» WHAT IS NEEDED: Start at the line that contains "of the gutter" in the listing below and extract every line through the last, exactly; leave pictures out.

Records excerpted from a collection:
○ ○ ○ ○ ○ ○ ○

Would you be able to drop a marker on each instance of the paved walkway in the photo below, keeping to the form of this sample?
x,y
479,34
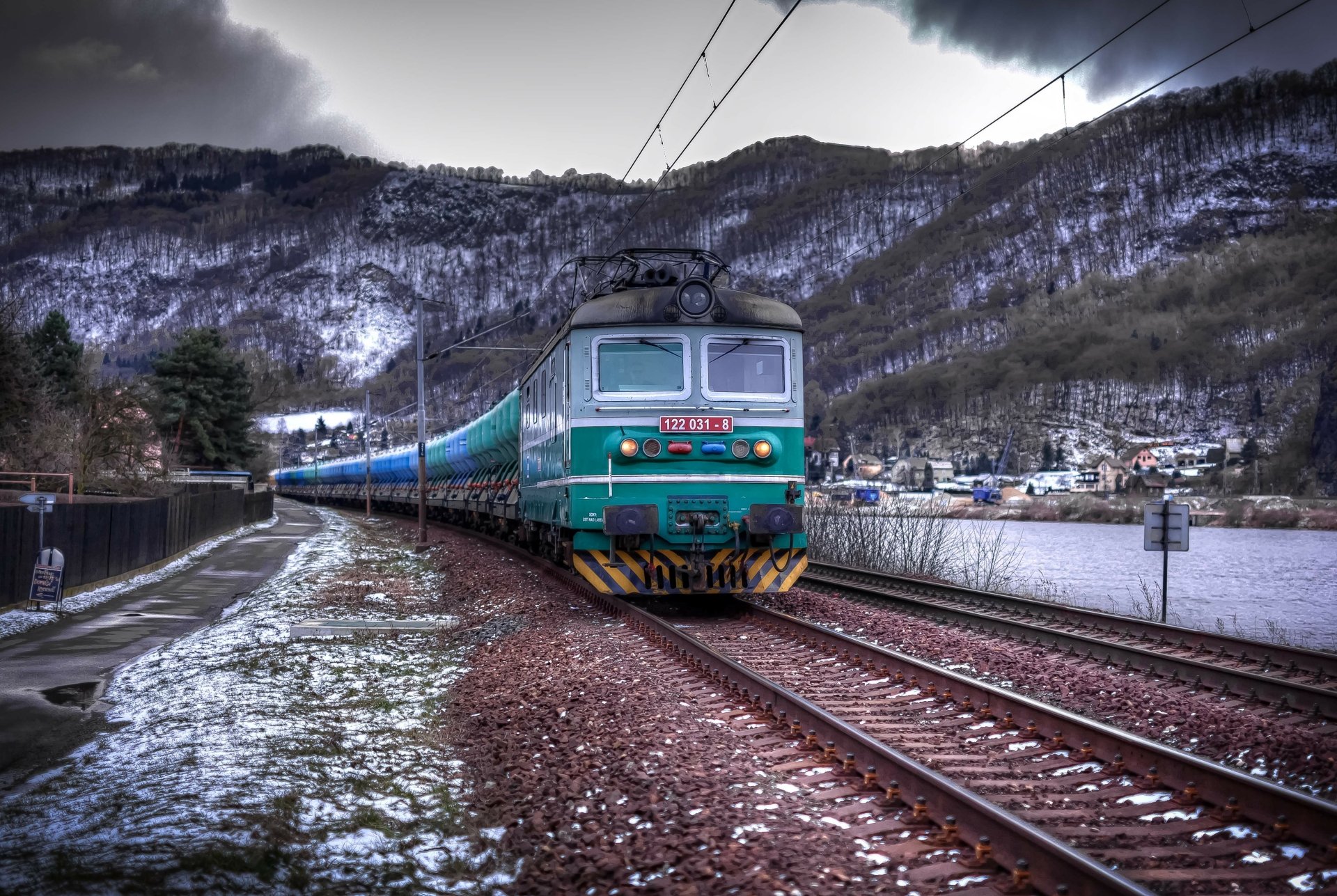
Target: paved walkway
x,y
52,676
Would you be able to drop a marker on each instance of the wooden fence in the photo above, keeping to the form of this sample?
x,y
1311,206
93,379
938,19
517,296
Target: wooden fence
x,y
102,541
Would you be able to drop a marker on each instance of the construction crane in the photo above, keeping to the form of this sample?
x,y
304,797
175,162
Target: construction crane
x,y
990,492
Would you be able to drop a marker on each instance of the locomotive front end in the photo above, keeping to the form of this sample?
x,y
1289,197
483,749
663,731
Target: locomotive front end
x,y
684,469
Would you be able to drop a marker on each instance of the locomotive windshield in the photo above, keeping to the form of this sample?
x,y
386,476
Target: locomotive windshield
x,y
642,366
745,367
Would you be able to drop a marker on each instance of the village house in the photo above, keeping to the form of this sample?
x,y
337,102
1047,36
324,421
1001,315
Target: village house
x,y
1086,482
1150,485
1111,475
1138,459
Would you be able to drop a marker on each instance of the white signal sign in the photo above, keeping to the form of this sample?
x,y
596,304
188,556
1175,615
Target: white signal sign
x,y
1165,527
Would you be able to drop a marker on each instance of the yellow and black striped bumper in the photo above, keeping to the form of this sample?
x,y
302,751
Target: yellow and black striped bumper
x,y
726,572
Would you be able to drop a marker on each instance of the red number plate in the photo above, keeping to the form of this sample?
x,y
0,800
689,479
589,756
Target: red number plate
x,y
696,424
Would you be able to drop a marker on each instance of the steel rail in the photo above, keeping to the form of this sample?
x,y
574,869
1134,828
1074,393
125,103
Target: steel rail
x,y
1050,864
1042,621
1053,864
1258,800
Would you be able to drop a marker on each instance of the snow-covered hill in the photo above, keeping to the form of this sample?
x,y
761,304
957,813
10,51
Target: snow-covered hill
x,y
312,253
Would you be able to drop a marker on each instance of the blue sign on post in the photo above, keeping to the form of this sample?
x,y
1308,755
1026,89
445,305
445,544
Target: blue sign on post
x,y
46,583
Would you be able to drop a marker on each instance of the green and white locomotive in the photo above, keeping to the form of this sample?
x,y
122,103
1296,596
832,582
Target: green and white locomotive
x,y
662,432
654,447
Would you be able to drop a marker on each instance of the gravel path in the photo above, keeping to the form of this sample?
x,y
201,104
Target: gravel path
x,y
613,768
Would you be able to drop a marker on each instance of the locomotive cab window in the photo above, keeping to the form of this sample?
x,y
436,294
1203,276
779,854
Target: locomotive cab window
x,y
629,367
745,367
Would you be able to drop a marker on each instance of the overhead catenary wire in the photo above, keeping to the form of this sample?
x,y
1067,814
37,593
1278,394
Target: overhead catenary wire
x,y
1066,135
955,148
678,93
657,130
706,120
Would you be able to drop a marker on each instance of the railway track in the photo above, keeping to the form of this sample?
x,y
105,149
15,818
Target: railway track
x,y
1168,820
1284,677
969,788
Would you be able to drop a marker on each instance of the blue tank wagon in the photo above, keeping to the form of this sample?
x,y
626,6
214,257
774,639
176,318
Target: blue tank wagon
x,y
655,446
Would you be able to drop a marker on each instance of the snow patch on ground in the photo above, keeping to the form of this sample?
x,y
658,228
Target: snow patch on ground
x,y
306,421
248,761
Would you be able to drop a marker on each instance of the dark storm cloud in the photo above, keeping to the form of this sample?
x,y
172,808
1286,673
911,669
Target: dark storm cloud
x,y
1050,35
77,72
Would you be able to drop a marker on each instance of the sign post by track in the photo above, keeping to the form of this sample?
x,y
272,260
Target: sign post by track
x,y
50,569
1165,527
40,503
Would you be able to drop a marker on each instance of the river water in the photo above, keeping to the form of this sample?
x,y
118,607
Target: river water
x,y
1242,576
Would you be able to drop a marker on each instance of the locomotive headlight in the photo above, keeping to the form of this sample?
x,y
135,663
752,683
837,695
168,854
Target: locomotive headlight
x,y
696,297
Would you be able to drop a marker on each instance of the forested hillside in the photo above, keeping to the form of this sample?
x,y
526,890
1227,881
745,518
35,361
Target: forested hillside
x,y
1166,270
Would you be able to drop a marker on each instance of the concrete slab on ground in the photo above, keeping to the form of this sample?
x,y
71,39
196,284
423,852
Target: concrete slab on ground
x,y
308,627
52,676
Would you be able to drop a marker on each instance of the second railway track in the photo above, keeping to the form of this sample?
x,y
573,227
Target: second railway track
x,y
1078,791
969,788
1285,677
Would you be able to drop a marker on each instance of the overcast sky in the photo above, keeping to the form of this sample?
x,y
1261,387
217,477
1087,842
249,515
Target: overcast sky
x,y
527,84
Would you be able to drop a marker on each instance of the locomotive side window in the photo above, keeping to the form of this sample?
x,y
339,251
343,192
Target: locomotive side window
x,y
641,366
745,367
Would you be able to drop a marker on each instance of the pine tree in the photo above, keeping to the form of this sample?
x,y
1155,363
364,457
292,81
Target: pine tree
x,y
58,357
205,402
17,392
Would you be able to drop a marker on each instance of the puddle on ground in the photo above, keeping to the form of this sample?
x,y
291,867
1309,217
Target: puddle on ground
x,y
82,694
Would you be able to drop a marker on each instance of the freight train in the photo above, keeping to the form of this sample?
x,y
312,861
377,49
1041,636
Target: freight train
x,y
655,446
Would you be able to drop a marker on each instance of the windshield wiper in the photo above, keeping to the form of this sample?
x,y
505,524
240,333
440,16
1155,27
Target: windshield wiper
x,y
645,341
730,351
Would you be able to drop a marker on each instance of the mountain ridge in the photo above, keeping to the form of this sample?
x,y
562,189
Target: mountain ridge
x,y
312,254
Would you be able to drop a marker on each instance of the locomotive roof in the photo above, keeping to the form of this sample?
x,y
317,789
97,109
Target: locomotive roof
x,y
648,306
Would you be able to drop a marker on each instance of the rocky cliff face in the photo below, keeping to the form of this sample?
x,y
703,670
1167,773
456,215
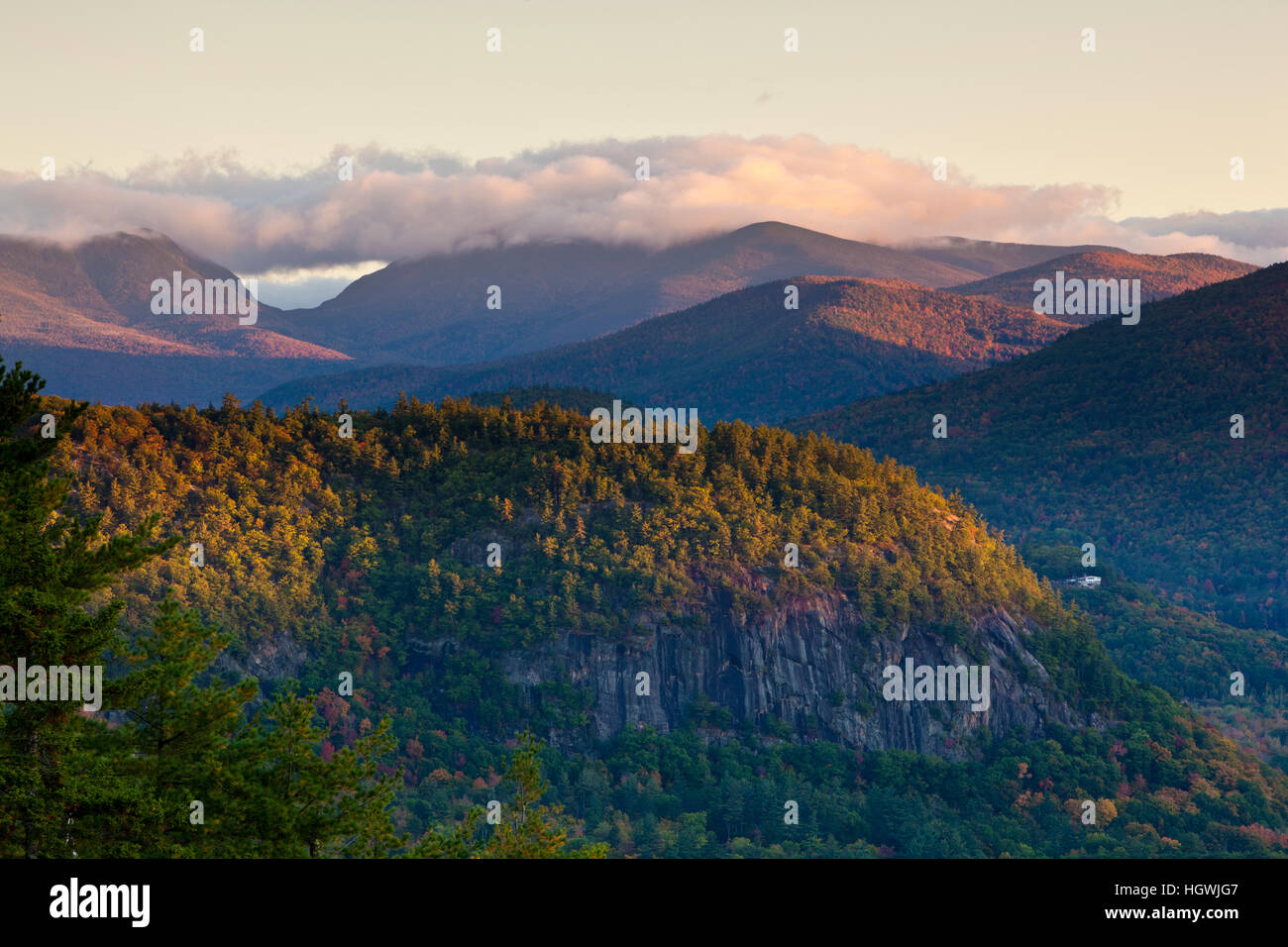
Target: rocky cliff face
x,y
815,667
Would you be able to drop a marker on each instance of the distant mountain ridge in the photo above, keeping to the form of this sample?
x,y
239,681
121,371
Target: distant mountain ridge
x,y
81,312
82,315
1122,436
1159,275
742,355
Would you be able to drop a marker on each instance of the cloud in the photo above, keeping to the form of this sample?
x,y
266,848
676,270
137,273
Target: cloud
x,y
410,205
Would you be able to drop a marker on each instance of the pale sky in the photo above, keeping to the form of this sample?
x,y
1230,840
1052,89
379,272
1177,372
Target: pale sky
x,y
1001,89
232,150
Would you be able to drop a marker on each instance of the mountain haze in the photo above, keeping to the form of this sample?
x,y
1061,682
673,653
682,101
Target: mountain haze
x,y
743,355
1122,434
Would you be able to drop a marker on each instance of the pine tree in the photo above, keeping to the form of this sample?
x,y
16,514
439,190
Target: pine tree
x,y
527,827
292,802
54,800
180,728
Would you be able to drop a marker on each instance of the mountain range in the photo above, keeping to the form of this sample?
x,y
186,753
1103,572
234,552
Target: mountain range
x,y
1163,444
742,355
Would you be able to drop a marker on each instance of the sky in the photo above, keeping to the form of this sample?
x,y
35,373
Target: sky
x,y
233,150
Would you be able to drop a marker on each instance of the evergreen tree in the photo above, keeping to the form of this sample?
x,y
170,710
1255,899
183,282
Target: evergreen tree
x,y
53,799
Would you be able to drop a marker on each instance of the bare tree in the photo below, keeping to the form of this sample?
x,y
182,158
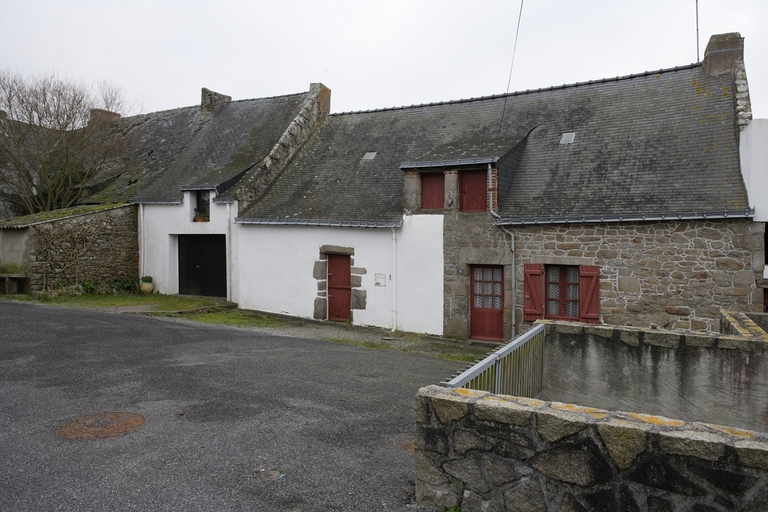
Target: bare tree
x,y
55,137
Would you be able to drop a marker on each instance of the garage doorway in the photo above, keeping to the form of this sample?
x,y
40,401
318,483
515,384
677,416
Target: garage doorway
x,y
203,265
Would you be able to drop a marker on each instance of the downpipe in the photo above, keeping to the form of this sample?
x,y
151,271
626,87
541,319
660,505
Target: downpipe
x,y
511,247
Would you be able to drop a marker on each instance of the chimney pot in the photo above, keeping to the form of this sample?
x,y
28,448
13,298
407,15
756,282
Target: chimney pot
x,y
212,101
722,52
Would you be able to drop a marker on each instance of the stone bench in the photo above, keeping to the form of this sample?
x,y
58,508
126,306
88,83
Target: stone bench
x,y
13,284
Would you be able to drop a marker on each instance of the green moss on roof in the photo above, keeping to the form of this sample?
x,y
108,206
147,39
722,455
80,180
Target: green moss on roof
x,y
39,218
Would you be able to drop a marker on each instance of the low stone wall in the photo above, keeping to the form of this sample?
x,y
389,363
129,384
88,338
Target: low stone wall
x,y
96,247
690,376
484,452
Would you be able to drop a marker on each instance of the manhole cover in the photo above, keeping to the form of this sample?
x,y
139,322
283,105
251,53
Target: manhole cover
x,y
101,426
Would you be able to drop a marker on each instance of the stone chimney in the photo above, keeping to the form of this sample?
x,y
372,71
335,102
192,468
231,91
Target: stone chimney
x,y
212,101
99,115
722,52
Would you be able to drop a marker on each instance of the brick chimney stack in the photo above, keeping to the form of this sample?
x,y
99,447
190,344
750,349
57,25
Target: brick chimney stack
x,y
722,52
212,101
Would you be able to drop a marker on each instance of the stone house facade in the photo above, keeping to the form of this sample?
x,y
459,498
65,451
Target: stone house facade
x,y
625,196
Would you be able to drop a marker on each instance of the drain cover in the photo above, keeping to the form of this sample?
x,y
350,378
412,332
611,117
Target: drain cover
x,y
101,426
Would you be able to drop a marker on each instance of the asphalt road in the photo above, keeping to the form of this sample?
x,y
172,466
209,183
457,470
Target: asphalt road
x,y
234,419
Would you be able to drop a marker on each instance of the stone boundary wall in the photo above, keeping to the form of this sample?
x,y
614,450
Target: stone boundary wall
x,y
96,247
717,378
486,452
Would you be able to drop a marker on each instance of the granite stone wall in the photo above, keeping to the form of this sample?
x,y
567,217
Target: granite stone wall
x,y
673,274
494,453
96,247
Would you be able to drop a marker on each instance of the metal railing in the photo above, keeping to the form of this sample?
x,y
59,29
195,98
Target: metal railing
x,y
515,369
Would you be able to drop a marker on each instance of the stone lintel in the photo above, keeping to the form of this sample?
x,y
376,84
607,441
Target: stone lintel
x,y
335,249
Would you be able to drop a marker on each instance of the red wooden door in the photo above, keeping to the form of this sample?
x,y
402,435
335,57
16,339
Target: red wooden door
x,y
487,303
339,287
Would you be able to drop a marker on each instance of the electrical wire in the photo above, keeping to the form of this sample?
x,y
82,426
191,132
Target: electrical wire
x,y
514,50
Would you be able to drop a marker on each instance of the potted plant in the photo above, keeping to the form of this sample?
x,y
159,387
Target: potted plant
x,y
146,285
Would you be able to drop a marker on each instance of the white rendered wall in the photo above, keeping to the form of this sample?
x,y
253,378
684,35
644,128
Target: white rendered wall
x,y
276,271
754,166
159,227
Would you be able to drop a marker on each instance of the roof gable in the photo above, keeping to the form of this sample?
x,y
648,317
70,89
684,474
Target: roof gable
x,y
664,141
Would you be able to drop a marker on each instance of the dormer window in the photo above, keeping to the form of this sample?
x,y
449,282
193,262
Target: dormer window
x,y
432,190
202,206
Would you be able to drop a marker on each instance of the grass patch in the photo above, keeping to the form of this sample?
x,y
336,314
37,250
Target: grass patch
x,y
238,318
156,301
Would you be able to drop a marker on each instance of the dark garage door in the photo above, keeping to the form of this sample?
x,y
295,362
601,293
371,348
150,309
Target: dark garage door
x,y
203,265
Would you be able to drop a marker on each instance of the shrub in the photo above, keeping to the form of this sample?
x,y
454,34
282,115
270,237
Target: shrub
x,y
124,284
11,268
88,287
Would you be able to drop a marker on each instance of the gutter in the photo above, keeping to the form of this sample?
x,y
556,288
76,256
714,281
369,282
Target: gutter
x,y
627,217
317,222
449,163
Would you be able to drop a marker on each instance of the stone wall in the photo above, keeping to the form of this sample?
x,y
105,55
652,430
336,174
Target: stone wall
x,y
485,452
96,247
717,378
675,274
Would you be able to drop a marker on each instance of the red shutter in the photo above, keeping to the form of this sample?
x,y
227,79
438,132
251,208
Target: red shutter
x,y
533,289
432,191
589,294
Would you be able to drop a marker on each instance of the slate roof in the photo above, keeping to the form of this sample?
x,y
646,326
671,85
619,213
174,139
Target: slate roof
x,y
166,152
651,143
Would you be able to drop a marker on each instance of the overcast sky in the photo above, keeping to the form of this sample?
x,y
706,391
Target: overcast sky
x,y
370,54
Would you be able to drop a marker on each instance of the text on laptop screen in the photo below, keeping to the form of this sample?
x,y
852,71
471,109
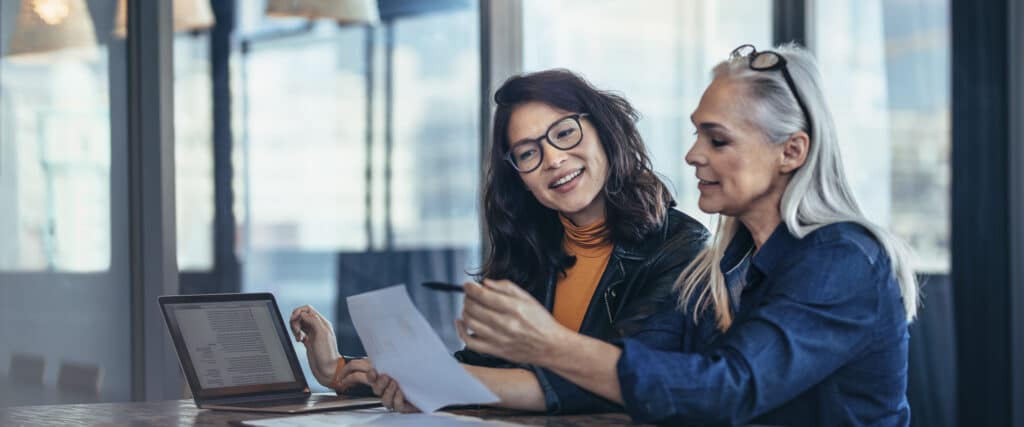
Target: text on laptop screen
x,y
233,343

○ ○ ○ ○ ○ ○ ○

» SOLUTION:
Would you be able to drop a marker on each instance of the gutter in the photo above, keeping to the form of this sample?
x,y
556,288
76,256
714,281
369,282
Target: gutter
x,y
627,217
317,222
449,163
Would you be able to drop a marker on each instance of the stone wall in the photo above, keeping to the form of this sample?
x,y
105,55
652,430
336,174
Target: stone wall
x,y
485,452
96,247
717,378
675,274
Would you be able to drop a marker on each instance of the red shutter in the photo above, keeping to the form of this sample?
x,y
227,79
438,132
251,208
Target: red shutter
x,y
533,289
432,191
589,294
Would you be able to drop a marker on each instance of the slate roof in the photo above, keeping to the form of this sample?
x,y
646,326
671,85
619,213
174,139
Target: slate roof
x,y
166,152
651,143
Would you be able to drop a marker on each instance of the overcast sky in the photo above, keeping to the form of this sample?
x,y
706,391
Target: overcast sky
x,y
370,54
Would you be able to drop a marker on each instance of the text on laptop screen in the photo below, keeping to the form of this sample?
x,y
852,71
471,109
Target: text on laptop screen
x,y
233,343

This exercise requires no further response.